* What to produce *
Reproduce the rows from their start through the line containing "[155,16,189,20]", including that line. Leave the pictures out of your answer.

[Stored data entries]

....

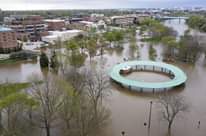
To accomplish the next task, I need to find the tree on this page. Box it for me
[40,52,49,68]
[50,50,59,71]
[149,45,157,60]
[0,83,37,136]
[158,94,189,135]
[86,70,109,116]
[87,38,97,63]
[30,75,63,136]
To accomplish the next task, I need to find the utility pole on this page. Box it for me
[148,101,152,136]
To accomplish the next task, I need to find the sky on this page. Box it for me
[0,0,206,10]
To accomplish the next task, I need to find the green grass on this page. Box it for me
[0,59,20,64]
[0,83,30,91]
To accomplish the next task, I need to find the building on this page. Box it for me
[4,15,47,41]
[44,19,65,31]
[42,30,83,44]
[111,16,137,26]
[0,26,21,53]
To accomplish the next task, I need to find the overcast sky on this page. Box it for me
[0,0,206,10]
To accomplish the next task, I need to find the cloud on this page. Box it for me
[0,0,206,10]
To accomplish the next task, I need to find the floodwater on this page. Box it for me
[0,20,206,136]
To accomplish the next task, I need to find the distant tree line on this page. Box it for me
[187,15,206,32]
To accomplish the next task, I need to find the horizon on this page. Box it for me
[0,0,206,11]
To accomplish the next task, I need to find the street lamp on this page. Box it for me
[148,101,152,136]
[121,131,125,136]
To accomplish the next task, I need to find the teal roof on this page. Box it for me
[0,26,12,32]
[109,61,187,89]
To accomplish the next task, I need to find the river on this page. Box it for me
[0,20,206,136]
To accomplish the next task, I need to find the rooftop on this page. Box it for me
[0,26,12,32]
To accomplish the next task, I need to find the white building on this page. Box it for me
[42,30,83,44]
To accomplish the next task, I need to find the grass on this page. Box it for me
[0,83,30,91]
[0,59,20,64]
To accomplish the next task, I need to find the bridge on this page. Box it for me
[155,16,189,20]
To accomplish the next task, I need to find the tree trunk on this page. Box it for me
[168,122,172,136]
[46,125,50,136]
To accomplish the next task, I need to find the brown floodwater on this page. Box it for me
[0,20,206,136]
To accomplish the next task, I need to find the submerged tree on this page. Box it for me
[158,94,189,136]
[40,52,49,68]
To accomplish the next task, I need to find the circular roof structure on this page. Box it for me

....

* Task answer *
To accomplish the next task, I need to find the tree on this page. Box it for me
[40,52,49,68]
[50,50,59,71]
[149,45,157,60]
[0,83,37,136]
[158,94,189,135]
[86,70,109,116]
[87,38,97,63]
[30,75,63,136]
To accomplish the next task, I need to find the utility pole on this page. Box it for me
[148,101,152,136]
To accomplish the next task, I need to find the sky on this page. Box it for me
[0,0,206,10]
To accomplish the next task, I need to find the green grass on this page. Box it for me
[0,59,20,64]
[0,83,30,91]
To accomplish the next task, I need to find the building on this page. Box it for me
[4,15,47,41]
[44,19,65,31]
[42,30,83,44]
[111,16,137,26]
[0,26,21,53]
To accomplish the next task, I need to find the overcast sky on this page. Box it for me
[0,0,206,10]
To accomplish the next task, I need to find the cloud on this page. Box it for me
[0,0,206,10]
To accomplish the next task, I need to find the floodwater on this page. Box it for me
[0,20,206,136]
To accomplish the next task, I need to find the distant tree line on this page. Box it for me
[187,15,206,32]
To accomplish the next task, I need to find the horizon on this page. Box it for me
[0,0,206,11]
To accomplish the next task, I need to find the street lamp on this page. Box it for me
[148,101,152,136]
[121,131,125,136]
To accomplish the next task, I need to find the teal roof on this page. Box it for me
[0,26,12,32]
[109,61,187,89]
To accomplish the next task, I need to find the river on this page. Box it for me
[0,20,206,136]
To accomplish the next task, I need to find the rooftop on this page. Box it for me
[0,26,12,32]
To accomplish the next task, I need to find the white building on this page. Box it for me
[42,30,83,44]
To accomplish the next task, I need to find the grass on this page. Box it for me
[0,83,30,91]
[0,59,20,64]
To accomplish the next task, I need to find the bridge on this page. Box it for me
[155,16,189,20]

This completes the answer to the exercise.